REQUIRED TASK:
Reproduce every entry below verbatim, line for line, and leave out the pictures.

DATASET CONTENT:
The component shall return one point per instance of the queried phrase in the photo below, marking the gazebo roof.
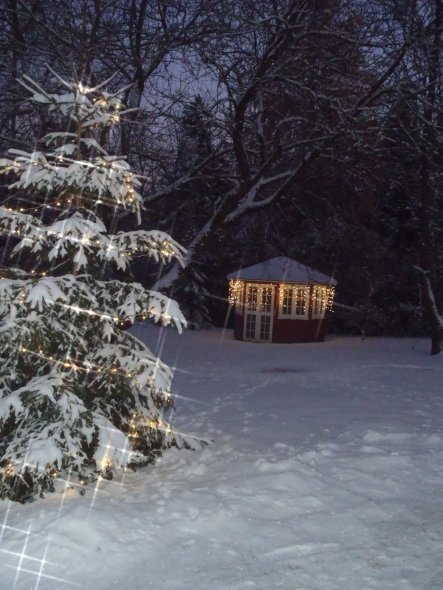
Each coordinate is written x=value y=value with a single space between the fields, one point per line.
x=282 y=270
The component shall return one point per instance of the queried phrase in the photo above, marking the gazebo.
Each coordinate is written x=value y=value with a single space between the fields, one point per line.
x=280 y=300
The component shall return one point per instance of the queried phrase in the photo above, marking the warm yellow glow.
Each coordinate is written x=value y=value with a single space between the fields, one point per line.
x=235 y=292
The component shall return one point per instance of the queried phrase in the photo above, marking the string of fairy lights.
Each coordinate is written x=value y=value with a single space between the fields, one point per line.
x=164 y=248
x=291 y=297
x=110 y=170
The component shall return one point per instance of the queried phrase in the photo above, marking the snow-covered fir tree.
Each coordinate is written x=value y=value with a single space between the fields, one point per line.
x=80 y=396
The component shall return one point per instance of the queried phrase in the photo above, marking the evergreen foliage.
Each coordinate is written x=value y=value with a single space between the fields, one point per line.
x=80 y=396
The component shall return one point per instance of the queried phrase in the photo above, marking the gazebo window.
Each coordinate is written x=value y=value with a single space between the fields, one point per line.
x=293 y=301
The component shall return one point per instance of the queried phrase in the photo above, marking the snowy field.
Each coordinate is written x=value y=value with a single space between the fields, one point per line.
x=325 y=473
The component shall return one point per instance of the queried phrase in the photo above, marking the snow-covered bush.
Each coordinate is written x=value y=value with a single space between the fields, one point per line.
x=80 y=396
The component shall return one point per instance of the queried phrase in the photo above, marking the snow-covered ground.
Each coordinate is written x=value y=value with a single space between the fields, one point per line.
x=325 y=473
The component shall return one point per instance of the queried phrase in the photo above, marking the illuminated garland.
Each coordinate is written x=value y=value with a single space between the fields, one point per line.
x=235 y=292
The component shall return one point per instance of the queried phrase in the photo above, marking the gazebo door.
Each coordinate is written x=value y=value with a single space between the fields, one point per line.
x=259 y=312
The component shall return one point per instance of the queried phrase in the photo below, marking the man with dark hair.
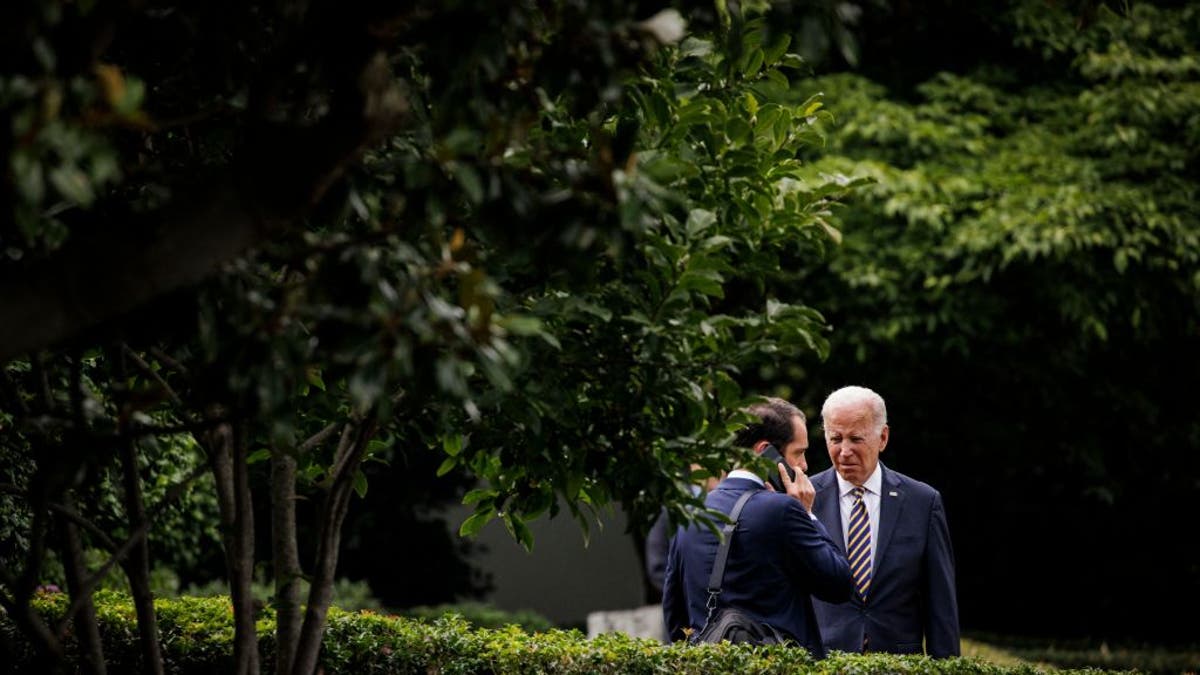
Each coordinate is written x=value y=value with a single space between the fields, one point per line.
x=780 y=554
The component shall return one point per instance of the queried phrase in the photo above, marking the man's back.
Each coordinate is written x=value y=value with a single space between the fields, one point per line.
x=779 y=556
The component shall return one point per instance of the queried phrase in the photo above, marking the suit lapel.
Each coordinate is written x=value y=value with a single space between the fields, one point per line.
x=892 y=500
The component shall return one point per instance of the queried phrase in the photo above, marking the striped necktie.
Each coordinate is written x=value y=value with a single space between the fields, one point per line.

WRITTEN ANSWER:
The component shall return one point per instance of the queried phrase in the photo below, marking the gazebo roof.
Each coordinate is written x=value y=value with a single space between the fields, one point per line.
x=282 y=270
The component shall return one point per instance of the queried phrase in the photo above, marking the gazebo.
Each coordinate is written x=value y=value with a single space between the fields, one point per line.
x=280 y=300
The component shall return one point per instance of the queried phrase in the photo above, marking the warm yellow glow.
Each coordinate is written x=value y=value with a single space between the fields, one point per line.
x=235 y=292
The component shall return one point per instance of the queried phrase in the photo above, marking the string of fairy lights.
Each coordinate is written x=value y=value with a single space between the fields, one point per line.
x=164 y=248
x=291 y=297
x=110 y=170
The component shall return one point per instance of the queried phrase in the photo above, marking the snow-covered fir tree.
Each coordinate is written x=value y=value with a single space between the fields, one point per line.
x=80 y=396
The component shall return one point per instance of the queried phrase in the photo above, marking the evergreen foliage.
Each coordinate is written x=value y=value with a single space between the fields, one point per line.
x=80 y=396
The component shall return one point per instance of the queried phrase in the photo above, marking the gazebo window.
Each coordinate is written x=value y=value with a single space between the fields, one point per line.
x=293 y=301
The component shall return one point per instance of the queried phrase in the photo above, marking the snowy field.
Each coordinate is written x=value y=value with a single space between the fields, one point per line.
x=325 y=473
The component shall return one point per instance of the queried phrase in the photo above, marking the snow-covered bush.
Each coordinate is written x=value y=value with a single space between the fields, one point per line.
x=80 y=396
The component shall return one point per instance of the queried phrase in the photo above, marking the snow-covered ground.
Each coordinate is written x=value y=value with a single space between the fields, one point per line.
x=325 y=473
The component shall return one point per instance of the queried phrase in the photo above, marking the illuminated garland.
Each coordinate is written x=value y=value with a single space between the fields, one point per line.
x=235 y=292
The component shall return one point per instance of the queried phrase in the photo above, marking the gazebo door.
Each coordinate is written x=value y=value with a single space between the fields, one point per line.
x=259 y=312
The component shall return one point per instance of the queried phrase in the photo below, marking the man with dark hair.
Each coordinate is written x=value y=value with a single space between the fields, one point per line.
x=780 y=554
The component shall return one point per instance of the queried phrase in the photo above, marking the man's back.
Each coordinate is written x=value y=value with a single space between the fields, one point per line.
x=779 y=556
The component shall return one point per instance of the queried phrase in the photo above, marking the suit lapel.
Each coordinate is written x=value y=value with a single space between the fields, one point per line.
x=892 y=500
The component shall return one point per instance of the queried phrase in the photo above, marking the striped necktie.
Each coordinate is written x=value y=value with a single space between the fields, one point per line.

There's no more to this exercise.